What you are asked to do:
In the article below about the European Commission approving German rail aid, swap "equity injection" for "capital injection" and write out everything from "The measure, which" down to "put in place.".

Excerpt:
━━━━━━━━━━━━━━━━━━━━

THE European Commission (EC) has approved a new €215m German government support measure compensating German Rail (DB) for the impact of the Covid-19 crisis after finding this is in line with EU state aid rules.

The measure, which will take the form of an equity injection where shares are purchased to provide a company with the capital it needs, aims to compensate DB for the losses suffered by its subsidiaries, DB Network, DB Energy and DB Station & Service, between March 16 and May 31 2020 due to the Covid-19 pandemic and the restrictive measures which were put in place.

The EC has also approved under state aid rules a separate€313m German government scheme to support the long-distance passenger sector by reducing track access charges from June 1 to  December 31 2022.

Earlier in July the EC approved two German support measures compensating the DB Long-Distance and DB Cargo subsidiaries for the impact of the pandemic. Support under those schemes took the form of a reduction in charges as a way of helping to reverse the post Covid-19 loss of market share.

━━━━━━━━━━━━━━━━━━━━

Entries provided:
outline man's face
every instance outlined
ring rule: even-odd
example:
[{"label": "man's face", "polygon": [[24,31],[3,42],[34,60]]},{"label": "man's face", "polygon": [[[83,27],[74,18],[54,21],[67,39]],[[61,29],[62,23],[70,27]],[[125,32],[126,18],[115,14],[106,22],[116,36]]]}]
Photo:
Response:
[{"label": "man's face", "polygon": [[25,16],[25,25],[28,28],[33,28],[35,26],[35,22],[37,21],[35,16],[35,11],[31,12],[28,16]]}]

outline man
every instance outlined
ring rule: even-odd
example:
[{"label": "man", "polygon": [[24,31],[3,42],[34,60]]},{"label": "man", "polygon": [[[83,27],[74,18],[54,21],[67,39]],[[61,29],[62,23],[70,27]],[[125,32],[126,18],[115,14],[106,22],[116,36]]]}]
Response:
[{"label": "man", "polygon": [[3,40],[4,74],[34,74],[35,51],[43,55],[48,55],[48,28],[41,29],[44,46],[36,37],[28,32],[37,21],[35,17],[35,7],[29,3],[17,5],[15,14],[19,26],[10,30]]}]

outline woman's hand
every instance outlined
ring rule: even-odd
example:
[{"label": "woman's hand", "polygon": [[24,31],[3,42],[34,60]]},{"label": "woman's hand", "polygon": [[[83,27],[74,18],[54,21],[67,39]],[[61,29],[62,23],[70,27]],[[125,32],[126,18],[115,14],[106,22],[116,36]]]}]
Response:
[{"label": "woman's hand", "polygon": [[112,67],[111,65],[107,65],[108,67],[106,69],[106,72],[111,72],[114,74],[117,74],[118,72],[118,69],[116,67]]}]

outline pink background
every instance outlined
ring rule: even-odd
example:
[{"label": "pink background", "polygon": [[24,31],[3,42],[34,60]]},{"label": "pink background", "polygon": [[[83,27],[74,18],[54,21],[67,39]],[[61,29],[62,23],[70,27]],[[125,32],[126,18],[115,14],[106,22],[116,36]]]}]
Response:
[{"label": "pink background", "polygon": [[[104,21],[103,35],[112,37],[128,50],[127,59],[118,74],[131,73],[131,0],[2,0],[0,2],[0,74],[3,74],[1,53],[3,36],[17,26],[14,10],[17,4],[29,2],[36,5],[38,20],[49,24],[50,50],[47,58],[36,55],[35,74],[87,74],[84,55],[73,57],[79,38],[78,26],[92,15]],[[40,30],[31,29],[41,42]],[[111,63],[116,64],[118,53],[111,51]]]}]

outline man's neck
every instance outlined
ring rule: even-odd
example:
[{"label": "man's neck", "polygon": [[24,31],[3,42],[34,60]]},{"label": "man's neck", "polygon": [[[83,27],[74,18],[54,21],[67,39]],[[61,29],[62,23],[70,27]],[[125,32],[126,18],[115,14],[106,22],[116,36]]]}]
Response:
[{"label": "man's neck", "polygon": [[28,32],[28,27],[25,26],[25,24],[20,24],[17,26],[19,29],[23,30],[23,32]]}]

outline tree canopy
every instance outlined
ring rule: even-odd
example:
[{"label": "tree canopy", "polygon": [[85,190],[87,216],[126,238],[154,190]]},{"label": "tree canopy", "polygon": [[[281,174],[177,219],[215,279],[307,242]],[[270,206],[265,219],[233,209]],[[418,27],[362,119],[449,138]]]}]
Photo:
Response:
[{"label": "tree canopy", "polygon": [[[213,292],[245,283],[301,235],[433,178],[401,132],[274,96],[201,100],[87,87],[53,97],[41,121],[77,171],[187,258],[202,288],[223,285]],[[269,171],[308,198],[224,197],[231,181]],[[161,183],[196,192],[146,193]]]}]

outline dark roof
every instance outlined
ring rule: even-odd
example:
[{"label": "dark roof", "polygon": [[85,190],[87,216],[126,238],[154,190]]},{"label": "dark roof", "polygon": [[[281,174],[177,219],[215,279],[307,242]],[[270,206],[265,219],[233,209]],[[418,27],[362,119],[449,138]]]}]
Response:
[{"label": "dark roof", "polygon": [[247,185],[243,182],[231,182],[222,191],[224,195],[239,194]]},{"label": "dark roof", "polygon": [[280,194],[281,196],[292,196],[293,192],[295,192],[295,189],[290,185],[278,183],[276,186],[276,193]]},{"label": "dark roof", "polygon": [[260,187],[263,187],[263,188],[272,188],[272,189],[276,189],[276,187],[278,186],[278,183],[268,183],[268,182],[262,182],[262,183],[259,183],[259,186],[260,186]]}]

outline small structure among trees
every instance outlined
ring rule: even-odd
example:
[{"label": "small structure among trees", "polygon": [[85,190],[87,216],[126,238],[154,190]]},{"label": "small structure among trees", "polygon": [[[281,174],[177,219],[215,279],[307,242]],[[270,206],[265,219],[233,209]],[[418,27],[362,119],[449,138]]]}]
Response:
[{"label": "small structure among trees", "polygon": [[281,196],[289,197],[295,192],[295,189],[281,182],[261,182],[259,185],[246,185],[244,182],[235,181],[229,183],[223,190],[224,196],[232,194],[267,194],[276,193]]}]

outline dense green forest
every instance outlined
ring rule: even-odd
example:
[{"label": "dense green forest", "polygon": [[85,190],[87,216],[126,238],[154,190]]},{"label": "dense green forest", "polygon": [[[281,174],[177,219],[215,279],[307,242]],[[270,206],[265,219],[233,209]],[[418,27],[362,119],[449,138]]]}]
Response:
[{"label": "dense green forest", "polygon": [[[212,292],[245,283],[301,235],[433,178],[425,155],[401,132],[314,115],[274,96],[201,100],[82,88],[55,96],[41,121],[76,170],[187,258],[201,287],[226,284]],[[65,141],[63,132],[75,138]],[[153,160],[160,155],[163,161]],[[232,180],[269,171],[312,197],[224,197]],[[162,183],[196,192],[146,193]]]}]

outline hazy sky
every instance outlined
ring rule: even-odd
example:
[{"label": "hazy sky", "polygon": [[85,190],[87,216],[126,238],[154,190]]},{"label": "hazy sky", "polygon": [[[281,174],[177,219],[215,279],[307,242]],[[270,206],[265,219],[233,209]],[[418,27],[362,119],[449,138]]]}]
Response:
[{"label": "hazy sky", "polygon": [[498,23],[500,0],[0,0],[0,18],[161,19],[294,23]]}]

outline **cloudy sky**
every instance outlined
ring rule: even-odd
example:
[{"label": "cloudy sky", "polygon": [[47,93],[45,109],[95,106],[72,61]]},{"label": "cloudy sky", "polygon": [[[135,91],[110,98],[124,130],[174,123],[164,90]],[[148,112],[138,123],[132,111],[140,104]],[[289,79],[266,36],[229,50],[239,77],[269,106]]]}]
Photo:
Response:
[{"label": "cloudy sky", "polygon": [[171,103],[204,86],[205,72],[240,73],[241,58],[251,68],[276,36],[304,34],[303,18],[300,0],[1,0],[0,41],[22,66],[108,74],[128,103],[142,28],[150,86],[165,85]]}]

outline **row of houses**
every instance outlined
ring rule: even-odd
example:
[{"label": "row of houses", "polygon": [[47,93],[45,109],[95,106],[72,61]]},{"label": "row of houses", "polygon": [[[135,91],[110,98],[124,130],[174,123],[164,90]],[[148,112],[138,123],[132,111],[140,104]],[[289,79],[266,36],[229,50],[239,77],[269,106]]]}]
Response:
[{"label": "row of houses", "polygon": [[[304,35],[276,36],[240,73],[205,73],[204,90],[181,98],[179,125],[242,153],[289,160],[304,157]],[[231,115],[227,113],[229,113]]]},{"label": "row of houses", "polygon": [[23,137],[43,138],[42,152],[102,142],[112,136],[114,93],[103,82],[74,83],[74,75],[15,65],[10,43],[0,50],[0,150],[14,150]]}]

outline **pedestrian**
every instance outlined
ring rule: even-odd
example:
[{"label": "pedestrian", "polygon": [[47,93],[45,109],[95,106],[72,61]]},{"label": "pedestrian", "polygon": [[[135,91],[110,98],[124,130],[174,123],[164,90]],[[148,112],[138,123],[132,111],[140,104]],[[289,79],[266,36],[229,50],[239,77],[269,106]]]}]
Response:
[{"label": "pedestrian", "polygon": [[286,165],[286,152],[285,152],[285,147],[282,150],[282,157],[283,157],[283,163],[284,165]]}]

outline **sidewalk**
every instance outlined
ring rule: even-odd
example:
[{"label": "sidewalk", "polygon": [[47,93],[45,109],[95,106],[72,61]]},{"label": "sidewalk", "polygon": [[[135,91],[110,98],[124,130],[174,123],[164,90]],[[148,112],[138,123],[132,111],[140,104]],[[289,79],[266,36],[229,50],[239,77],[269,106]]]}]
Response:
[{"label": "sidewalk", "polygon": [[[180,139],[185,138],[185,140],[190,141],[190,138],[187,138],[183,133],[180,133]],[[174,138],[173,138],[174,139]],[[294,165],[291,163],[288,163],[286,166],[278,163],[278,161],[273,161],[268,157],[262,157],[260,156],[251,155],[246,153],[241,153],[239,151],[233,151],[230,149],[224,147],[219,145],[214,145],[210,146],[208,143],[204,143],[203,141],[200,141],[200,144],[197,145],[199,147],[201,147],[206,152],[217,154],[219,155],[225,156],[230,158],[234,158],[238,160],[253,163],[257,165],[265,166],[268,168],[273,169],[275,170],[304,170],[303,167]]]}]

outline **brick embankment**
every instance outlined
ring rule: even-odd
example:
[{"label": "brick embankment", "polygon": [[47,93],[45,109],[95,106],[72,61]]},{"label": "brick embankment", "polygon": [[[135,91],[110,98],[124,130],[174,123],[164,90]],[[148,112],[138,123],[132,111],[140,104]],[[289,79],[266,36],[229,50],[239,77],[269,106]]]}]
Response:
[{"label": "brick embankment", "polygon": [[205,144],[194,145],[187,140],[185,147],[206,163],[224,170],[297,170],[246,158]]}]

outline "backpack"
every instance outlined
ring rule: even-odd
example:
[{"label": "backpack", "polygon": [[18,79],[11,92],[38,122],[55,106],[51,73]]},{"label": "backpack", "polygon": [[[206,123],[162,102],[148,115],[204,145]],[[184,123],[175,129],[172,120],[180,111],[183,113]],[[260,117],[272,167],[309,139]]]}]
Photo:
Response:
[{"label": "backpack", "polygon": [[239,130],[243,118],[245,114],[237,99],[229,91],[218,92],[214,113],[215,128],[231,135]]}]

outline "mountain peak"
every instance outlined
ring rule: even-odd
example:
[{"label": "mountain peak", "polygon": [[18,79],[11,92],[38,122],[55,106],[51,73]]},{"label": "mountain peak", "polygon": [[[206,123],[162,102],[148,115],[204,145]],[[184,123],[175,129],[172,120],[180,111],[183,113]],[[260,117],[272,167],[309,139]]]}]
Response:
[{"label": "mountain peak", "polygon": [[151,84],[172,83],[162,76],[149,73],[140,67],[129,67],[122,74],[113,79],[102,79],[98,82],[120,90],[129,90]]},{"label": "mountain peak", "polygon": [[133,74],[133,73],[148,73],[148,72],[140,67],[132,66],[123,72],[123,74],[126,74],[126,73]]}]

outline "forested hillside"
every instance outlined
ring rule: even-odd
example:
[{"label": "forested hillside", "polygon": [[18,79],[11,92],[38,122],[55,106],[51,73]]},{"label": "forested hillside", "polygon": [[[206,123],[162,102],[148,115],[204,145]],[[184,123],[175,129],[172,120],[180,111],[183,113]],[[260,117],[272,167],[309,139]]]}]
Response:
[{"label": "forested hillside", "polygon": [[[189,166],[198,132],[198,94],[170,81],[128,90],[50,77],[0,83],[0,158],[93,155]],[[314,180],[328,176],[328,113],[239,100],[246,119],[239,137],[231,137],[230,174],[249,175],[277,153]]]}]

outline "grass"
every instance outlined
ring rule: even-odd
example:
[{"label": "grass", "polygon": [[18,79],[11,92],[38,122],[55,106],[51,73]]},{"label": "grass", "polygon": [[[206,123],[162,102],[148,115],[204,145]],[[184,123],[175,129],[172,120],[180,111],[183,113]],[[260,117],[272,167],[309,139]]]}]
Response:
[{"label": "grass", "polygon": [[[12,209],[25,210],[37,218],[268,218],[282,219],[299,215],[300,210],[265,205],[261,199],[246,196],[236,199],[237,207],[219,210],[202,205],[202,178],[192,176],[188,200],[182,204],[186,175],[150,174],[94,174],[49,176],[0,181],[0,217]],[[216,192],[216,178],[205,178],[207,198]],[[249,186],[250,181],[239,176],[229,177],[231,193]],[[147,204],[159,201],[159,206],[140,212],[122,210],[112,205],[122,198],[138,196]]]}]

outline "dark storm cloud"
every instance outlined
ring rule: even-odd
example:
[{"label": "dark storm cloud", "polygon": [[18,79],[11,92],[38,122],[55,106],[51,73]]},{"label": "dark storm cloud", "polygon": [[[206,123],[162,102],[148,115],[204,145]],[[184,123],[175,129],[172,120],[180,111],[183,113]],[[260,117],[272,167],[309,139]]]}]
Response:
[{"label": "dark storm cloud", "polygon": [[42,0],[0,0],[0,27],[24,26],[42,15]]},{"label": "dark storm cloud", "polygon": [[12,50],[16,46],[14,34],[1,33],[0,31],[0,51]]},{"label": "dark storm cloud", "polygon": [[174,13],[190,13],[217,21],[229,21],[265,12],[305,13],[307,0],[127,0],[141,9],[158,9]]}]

━━━━━━━━━━━━━━━━━━━━

Written answer:
The measure, which will take the form of an capital injection where shares are purchased to provide a company with the capital it needs, aims to compensate DB for the losses suffered by its subsidiaries, DB Network, DB Energy and DB Station & Service, between March 16 and May 31 2020 due to the Covid-19 pandemic and the restrictive measures which were put in place.